Продолжите приведённый ниже текст о Ландау и его окружении, начав сразу после его последнего предложения.

--- ПРЕДОСТАВЛЕННЫЙ ОТРЫВОК ---
# # # # #

Медик Гращенков диагностировал у академика Ландау ненормальное мышление, он не понял, что таким мышлением наградила его природа, и это называется талантом!
Его сокурсник по университету, тоже незаурядный талант, соблазнившись на роскошные условия, предложенные Америкой, стал работать на бизнес. Прошли годы, прошли десятилетия. Обедая на кухне, Дау развернул только что полученные на домашний адрес журналы научной информации и ахнул: "Коруша, какой ужас! Во что американский бизнес превратил талант Гамова, просто позор, вот его последняя работа. Променять физику на бизнес!".
Ландау родился гением. На одиннадцатом году жизни его очень серьезно заинтересовал «Капитал» Маркса. Он его изучил, потом познакомился с трудами Маркса и Энгельса, в результате чего его мировоззрение стало марксистским. В самом благородном смысле. Гращенков же со слов Лифшица констатировал, что это несвойственно здоровой психике Ландау.
Лифшиц считался другом Дау. Дау его воспринимал с самых харьковских времен как необходимую нагрузку к ассортименту жизни. И Капуцин был полезен своими практическими умными советами в быту и, конечно, как грамотный, очень аккуратный, трудолюбивый и пунктуальный технический секретарь.

# # # # #

--- ФРАГМЕНТЫ ЗАПИСЕЙ ---
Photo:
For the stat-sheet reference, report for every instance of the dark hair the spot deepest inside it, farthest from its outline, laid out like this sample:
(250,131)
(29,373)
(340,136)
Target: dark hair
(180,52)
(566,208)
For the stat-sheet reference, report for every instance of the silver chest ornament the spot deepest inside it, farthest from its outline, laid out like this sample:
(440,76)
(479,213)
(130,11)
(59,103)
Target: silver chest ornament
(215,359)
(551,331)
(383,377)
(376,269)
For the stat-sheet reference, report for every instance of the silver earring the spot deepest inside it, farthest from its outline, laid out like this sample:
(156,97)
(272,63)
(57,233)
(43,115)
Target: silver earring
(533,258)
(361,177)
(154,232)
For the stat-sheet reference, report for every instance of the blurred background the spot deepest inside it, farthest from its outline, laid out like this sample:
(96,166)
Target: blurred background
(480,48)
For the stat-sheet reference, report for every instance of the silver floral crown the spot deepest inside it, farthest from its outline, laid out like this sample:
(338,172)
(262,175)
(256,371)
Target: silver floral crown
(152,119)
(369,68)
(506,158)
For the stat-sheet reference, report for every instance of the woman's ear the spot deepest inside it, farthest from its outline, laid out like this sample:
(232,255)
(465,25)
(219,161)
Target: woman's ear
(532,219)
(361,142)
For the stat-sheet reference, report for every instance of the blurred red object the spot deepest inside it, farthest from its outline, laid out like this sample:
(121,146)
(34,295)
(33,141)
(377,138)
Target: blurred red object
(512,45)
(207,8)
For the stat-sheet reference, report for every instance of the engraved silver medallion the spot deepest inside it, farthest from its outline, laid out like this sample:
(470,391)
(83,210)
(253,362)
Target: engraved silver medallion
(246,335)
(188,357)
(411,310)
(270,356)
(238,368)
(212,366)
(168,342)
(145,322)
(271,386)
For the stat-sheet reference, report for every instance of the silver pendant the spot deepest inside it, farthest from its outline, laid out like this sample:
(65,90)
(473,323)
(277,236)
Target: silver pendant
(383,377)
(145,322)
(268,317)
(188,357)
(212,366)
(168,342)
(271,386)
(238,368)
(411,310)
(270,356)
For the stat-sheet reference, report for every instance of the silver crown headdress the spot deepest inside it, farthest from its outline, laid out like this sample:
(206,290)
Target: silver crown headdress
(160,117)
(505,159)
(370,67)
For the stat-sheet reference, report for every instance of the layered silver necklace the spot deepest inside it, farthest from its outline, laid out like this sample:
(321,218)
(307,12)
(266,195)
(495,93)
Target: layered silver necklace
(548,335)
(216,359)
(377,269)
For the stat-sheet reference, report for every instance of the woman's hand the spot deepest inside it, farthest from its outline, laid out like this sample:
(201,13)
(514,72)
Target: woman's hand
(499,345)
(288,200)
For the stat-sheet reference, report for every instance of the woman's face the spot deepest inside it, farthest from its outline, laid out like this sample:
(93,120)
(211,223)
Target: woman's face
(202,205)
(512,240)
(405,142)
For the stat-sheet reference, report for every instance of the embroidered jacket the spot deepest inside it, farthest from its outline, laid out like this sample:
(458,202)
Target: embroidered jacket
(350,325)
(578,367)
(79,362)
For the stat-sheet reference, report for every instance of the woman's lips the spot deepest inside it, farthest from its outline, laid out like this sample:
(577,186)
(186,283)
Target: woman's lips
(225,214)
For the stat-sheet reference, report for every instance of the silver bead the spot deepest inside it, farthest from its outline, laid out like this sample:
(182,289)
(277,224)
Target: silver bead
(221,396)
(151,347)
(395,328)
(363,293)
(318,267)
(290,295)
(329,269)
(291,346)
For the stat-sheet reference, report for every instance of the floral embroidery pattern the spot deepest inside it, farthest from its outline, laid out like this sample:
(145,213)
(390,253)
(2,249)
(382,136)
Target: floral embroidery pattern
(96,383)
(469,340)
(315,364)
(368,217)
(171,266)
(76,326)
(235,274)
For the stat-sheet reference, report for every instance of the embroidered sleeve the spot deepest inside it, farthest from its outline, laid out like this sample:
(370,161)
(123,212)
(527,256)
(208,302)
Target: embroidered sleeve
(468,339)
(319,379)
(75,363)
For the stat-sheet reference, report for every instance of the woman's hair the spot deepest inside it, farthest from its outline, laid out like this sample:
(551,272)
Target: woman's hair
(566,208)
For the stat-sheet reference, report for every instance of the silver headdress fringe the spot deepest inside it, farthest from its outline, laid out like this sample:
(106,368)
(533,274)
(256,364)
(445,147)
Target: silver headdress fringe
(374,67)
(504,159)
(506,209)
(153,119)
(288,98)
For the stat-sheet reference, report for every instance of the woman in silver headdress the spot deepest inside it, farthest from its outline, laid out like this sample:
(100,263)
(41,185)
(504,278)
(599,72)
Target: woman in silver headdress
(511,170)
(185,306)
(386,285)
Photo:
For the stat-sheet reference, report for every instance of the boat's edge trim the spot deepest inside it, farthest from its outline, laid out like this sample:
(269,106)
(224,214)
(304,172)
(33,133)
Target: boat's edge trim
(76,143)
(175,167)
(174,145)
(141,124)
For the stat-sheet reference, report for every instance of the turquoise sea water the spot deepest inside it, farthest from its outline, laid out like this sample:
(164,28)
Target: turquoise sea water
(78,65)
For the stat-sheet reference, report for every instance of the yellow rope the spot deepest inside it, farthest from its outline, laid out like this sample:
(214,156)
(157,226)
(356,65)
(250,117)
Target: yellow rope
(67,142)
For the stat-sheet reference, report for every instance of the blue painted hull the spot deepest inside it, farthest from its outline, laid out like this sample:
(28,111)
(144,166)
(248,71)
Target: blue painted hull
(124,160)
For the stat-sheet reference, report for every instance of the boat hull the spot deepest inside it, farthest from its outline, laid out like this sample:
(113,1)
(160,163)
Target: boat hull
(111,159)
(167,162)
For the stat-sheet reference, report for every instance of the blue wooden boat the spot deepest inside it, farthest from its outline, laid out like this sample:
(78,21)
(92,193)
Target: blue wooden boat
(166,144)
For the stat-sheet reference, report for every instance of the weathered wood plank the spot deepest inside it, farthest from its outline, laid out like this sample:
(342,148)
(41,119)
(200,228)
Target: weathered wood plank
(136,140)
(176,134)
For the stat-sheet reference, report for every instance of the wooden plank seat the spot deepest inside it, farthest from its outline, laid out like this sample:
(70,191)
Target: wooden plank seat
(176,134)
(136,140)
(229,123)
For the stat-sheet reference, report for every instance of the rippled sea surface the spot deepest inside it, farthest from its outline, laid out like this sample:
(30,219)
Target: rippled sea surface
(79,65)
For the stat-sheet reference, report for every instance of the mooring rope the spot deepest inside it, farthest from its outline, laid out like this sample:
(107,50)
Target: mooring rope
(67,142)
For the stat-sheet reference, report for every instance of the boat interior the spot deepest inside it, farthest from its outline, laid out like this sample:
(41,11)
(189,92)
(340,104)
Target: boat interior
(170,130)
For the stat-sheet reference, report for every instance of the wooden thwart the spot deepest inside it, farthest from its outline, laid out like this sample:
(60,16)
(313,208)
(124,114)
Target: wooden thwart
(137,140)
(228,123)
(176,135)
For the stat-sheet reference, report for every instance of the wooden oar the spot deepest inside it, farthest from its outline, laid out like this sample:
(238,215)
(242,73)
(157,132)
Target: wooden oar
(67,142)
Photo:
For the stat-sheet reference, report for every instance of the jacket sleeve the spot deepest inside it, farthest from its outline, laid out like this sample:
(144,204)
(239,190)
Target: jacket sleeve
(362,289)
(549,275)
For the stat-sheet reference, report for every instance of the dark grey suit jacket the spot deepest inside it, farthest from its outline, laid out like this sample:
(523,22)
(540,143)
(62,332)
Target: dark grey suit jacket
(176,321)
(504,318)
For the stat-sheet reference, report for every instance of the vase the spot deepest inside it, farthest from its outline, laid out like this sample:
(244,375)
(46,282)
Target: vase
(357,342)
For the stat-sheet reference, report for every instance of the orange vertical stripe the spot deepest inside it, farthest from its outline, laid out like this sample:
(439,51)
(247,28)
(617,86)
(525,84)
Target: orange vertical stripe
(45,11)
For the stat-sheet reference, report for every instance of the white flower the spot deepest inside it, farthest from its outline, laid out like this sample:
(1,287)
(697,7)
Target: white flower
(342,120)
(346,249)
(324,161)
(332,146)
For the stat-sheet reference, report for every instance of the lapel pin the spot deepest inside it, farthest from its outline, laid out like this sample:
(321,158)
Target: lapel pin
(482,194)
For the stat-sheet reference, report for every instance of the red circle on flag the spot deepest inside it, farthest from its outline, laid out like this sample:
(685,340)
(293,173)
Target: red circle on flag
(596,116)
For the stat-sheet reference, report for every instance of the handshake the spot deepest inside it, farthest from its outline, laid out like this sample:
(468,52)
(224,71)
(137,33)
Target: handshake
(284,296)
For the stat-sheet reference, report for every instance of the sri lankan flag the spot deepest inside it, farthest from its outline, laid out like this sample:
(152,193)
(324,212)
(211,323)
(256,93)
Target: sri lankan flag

# # # # #

--- ОТВЕТ НА ЗАДАНИЕ ---
А как «писец» для писания томов теоретической физики он был просто незаменимым. В течение 35 лет я была свидетелем как писались эти книги. Они писались у нас в доме, чаще всего вечерами. Когда Дау не занимался наукой, он по телефону приглашал Женьку.
Вся ценность Лившица как соавтора была именно в том, что Лившиц ничего не мог развить, но он не делал элементарных ошибок в том, что говорил ему Ландау. Собственное творческое мышление отсутствовало, а грамотность и образованность помогали ему в этой работе. Дау всегда говорил: "Женька не физик. Физик его младший брат Илья".
Цитирую слова Дау: "Удивительная разновидность братьев Лившиц. Женька умен, он жизненно умен, но никакого таланта. Абсолютно неспособен к творческому мышлению. Илья в жизни дурак дураком, собирает марки, все время с детства на поводу у Женьки, но очень талантливый физик. Его самостоятельные работы блестящи".
Когда Ландау решил, что Илья Лившиц по своим работам должен стать членом-корреспондентом АН СССР, он приложил максимум усилий и харьковский Илья Лившиц был избран членкором АН СССР.
Цитирую слова Топчиева: "Как только был получен результат голосования за Илью Лившица, я подошел к Ландау и спросил: "Лев Давидович, на следующих выборах мы, вероятно, будем избирать старшего брата Лившица?".
Лев Давидович засмеялся и сказал: "Нет, Александр Васильевич, вот старшего брата Лившица мы никогда не будем выбирать в члены-корреспонденты АН СССР". И если бы Ландау остался жив, Лившиц никогда не стал бы академиком.
Еще один пример дружеских чувств Лившица к Дау.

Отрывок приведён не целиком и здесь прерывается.